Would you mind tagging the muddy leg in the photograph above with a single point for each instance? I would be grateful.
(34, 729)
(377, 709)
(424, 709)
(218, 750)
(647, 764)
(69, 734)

-*-

ACTION ITEM
Set down the material above exactly, in full.

RESULT FOR THIS EXERCISE
Would you mind tagging the muddy leg in the photograph above with a single point for each instance? I would be grateful.
(34, 729)
(377, 709)
(424, 709)
(218, 750)
(647, 764)
(69, 734)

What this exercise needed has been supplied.